In fact, in her 2005 convocation address to the Miami University of Ohio, she said,

“I’ve made a point about not giving talks about Truth & Beauty… I didn’t want to go around telling the same stories over and over again until they felt worn out and common, like a part of a routine to sell books.”

Don’t get me wrong, Ann makes her living as a writer. But the reverence she holds for her now-deceased friend, and this book, is both protective and touching. It’s a shame that there was a small, but vocal group at Clemson University who tried to turn it into something ugly.

Did you have any revelations about Ann or uncover any surprises in reading these essays?

Jennifer: Good question. I don’t know if I did about Ann, per se. I felt like I learned a lot about writing and the life. Even that quote you mentioned about keeping Lucy alive by writing the memoir. Patchett demonstrates how writing is an act of preservation, of collating and gathering and organizing memories to keep them forever in a sensible way that is beautiful too. I guess I’d say that, in a big picture way, each of these essays is that—a means of collating our lives, sensibly and beautifully. In a small picture way, this is a book about writing.

Lara: So if it’s a book about writing, why would a non-writer read it? Or will Patchett fans be the only folks who should read it?

Jennifer: I’m okay with saying this. It’s a book for writers and Patchett fans. That’s okay. But couldn’t we go a little bigger? It’s a book for those interested in the Arts, which is to say—drum roll, please—it’s for those interested in Truth, Beauty, and Goodness.

Lara: Well, one of my favorite essays was “The Wall” where she tells of her clear love for her father, a 32-year veteran of the Los Angeles Police Department, and her attempt to make it into the Police Academy—not to be an officer, but to write about Academy life.

In that essay, you learn that lean and lithe Ann is a physical badass. Clearing six foot walls, running until she almost passes out, and completing other physical challenges in good time and form with the other applicants. She also gets the highest score on the written exam, not surprisingly. In the end, though, her father is surprised that she doesn’t actually want to be a cop. Her tenacity about applying, for the purpose of research and writing was convincing—even to her dad. I think that’s why she’s such a great writer. She immerses herself in what she wants to write about in such a way that you forget she’s gathering material. That passion and determination about her craft is good advice for anyone, in any field.

Jennifer: That was one of my favorite essays, too, for a number of reasons. I love the way she chooses to honor her father; the essay—about so many things—ultimately is about her love of her father. I love the audacity of it. The wildness, the freedom, the voyeurism-combined-with-badassery: Ann really, truly goes through all the tests and tries to get into the LAPD! She does it to write about it. (You just said all this. I just like to say it too.) I admire this about her very much. She often puts herself in an interesting spot to write about it—not from the outside, but from the inside.

——

— Short task —
Answer these questions about the conversation on Ann Patchett's essays:
1. In what year did she give her convocation address to the Miami University of Ohio?
2. How many years did her father serve in the Los Angeles Police Department?
3. How high were the walls she cleared?

Point annotation rows:
——

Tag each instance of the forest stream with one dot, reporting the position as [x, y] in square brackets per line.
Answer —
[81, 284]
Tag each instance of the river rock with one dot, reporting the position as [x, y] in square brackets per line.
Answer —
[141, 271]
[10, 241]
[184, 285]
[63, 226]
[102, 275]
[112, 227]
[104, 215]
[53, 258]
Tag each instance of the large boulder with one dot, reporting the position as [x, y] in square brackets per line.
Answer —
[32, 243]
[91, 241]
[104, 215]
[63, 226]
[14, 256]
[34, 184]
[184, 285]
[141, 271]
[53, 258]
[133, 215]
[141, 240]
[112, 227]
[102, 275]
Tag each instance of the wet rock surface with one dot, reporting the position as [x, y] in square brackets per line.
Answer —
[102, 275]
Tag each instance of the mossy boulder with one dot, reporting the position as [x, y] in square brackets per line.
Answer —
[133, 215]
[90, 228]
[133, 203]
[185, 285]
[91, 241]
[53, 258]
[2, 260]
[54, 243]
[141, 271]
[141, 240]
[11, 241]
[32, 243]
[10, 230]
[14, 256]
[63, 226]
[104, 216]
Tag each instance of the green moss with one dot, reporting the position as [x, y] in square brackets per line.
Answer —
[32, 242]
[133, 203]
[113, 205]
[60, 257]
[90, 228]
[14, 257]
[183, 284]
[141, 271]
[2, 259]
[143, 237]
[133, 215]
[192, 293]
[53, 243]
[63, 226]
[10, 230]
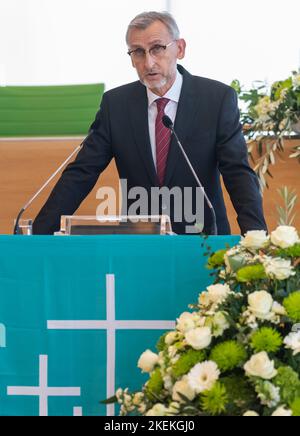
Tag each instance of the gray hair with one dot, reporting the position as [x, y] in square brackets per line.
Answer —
[144, 20]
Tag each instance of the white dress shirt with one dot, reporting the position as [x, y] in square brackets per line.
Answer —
[171, 109]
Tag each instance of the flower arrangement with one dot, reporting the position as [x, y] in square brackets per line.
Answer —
[270, 115]
[237, 353]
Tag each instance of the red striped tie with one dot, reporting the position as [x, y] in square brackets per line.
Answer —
[162, 137]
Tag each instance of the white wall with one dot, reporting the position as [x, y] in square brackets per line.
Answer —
[82, 41]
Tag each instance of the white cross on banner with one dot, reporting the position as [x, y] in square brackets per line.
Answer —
[111, 325]
[43, 391]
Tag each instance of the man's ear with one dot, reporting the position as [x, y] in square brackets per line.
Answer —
[132, 63]
[181, 46]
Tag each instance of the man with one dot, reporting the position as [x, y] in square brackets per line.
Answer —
[129, 128]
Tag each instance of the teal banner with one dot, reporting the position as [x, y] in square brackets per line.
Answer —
[77, 312]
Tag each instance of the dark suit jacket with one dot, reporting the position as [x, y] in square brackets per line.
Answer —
[207, 122]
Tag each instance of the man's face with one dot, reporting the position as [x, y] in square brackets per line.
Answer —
[156, 71]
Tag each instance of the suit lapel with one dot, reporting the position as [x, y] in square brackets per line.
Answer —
[138, 111]
[184, 120]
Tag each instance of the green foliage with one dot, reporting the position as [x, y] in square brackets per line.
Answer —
[228, 355]
[240, 393]
[288, 382]
[295, 407]
[187, 361]
[266, 339]
[292, 306]
[286, 212]
[155, 385]
[293, 252]
[215, 400]
[251, 273]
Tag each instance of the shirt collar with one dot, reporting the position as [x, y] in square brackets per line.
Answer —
[173, 94]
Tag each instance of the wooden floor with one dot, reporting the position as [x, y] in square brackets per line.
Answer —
[26, 164]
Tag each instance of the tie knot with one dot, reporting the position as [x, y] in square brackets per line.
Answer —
[161, 104]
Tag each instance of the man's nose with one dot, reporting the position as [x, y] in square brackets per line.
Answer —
[149, 61]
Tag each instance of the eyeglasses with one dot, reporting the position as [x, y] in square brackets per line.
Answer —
[157, 51]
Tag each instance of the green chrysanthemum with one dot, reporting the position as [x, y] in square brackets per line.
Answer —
[215, 400]
[241, 395]
[155, 385]
[228, 355]
[187, 361]
[216, 260]
[251, 273]
[293, 251]
[288, 382]
[292, 306]
[295, 407]
[266, 339]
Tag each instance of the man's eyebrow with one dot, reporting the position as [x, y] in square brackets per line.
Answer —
[156, 41]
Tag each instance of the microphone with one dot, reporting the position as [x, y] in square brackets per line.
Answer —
[167, 122]
[17, 228]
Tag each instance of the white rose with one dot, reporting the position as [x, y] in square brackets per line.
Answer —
[284, 236]
[186, 322]
[279, 268]
[147, 361]
[251, 413]
[260, 366]
[260, 304]
[220, 324]
[183, 387]
[157, 410]
[199, 338]
[292, 341]
[282, 411]
[203, 376]
[255, 239]
[215, 295]
[278, 309]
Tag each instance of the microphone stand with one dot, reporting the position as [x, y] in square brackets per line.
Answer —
[168, 123]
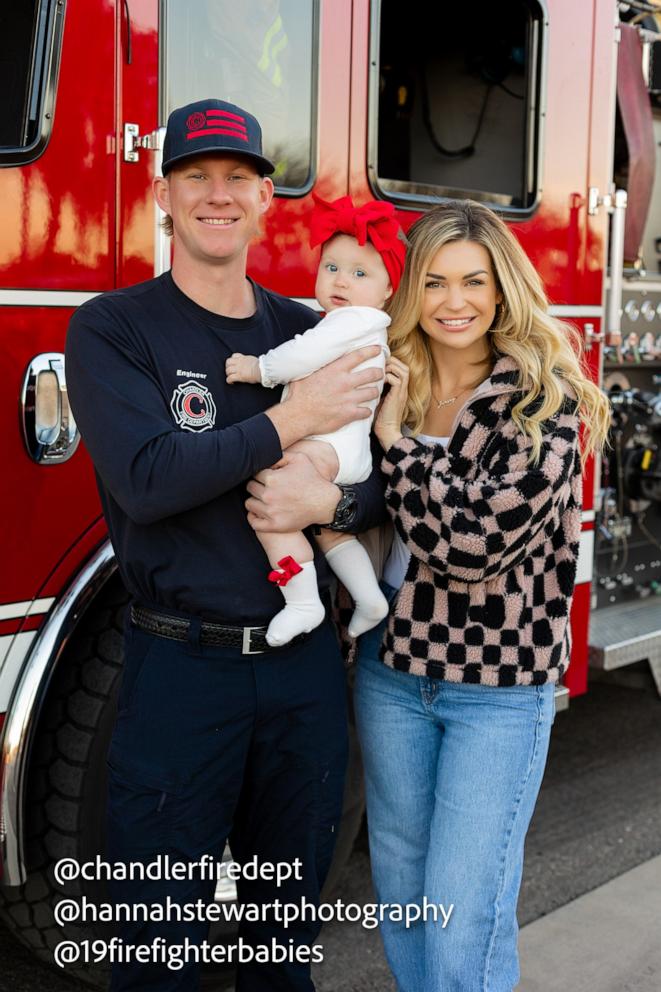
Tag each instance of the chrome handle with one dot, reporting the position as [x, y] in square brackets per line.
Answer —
[613, 316]
[49, 429]
[162, 244]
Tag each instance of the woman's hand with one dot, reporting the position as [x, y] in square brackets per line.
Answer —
[389, 417]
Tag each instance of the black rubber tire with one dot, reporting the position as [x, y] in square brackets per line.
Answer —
[66, 791]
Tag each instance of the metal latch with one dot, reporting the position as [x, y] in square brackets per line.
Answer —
[596, 200]
[133, 141]
[592, 336]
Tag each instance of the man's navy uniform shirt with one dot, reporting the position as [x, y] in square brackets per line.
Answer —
[173, 445]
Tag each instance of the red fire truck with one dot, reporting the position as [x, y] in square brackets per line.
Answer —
[545, 109]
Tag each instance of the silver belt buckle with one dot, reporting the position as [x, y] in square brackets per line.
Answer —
[245, 648]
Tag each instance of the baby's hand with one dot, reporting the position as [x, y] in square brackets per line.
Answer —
[242, 368]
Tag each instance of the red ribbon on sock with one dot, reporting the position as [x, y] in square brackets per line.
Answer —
[290, 568]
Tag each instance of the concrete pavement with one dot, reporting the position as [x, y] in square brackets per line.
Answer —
[607, 940]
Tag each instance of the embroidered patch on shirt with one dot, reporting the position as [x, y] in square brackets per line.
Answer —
[193, 407]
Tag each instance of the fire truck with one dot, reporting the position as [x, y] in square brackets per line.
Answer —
[547, 110]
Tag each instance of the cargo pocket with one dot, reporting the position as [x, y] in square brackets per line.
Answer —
[137, 648]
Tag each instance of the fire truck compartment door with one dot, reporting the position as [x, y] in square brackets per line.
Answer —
[49, 428]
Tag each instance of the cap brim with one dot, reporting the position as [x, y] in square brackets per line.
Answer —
[263, 165]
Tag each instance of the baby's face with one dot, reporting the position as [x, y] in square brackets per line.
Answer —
[351, 275]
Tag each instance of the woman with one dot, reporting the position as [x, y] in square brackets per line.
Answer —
[480, 430]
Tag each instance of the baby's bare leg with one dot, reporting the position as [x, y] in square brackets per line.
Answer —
[303, 609]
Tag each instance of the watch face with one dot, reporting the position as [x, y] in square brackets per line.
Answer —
[345, 510]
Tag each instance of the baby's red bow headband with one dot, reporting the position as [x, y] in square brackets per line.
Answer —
[373, 222]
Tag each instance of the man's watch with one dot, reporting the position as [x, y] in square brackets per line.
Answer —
[345, 511]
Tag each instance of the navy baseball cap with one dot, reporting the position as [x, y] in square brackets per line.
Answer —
[213, 126]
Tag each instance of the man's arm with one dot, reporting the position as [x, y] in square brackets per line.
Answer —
[151, 467]
[292, 496]
[155, 470]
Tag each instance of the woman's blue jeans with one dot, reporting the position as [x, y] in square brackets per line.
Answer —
[452, 775]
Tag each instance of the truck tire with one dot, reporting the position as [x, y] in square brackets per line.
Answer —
[66, 789]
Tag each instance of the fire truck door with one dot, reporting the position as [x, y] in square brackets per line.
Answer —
[137, 98]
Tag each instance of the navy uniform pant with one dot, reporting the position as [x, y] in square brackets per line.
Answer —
[210, 744]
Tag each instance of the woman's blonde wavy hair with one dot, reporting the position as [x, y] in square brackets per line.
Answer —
[547, 351]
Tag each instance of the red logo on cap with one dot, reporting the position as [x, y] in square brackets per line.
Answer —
[195, 122]
[217, 122]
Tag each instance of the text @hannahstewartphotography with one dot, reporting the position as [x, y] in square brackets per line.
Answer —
[83, 911]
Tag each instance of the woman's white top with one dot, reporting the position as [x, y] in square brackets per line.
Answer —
[398, 560]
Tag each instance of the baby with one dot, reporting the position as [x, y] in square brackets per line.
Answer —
[362, 260]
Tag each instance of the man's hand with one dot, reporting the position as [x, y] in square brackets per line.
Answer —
[242, 368]
[329, 398]
[290, 496]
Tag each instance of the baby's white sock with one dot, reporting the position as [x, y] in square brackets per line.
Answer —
[353, 567]
[303, 609]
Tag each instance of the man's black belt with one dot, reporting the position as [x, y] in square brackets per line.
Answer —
[251, 640]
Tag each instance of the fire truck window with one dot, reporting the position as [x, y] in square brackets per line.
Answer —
[458, 101]
[257, 54]
[22, 33]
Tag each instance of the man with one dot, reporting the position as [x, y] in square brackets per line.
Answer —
[216, 735]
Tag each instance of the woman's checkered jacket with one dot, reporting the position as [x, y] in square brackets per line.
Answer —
[494, 544]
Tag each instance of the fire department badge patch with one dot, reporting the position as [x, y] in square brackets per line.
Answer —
[195, 121]
[193, 407]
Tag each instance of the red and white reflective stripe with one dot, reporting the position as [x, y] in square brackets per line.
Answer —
[28, 608]
[13, 651]
[43, 298]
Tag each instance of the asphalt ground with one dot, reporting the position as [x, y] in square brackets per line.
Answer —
[598, 816]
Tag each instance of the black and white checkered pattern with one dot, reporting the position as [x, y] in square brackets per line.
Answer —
[494, 545]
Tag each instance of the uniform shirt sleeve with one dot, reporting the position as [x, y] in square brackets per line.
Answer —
[340, 331]
[152, 469]
[473, 531]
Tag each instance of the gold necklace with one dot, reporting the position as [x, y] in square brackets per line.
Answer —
[452, 399]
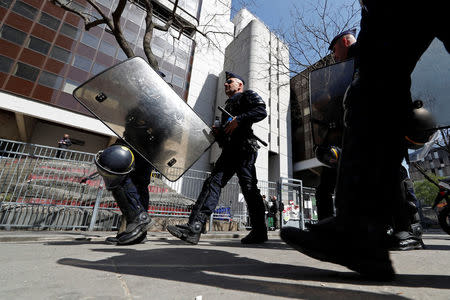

——

— Worked answer —
1. 2005
2. 32 years
3. Six feet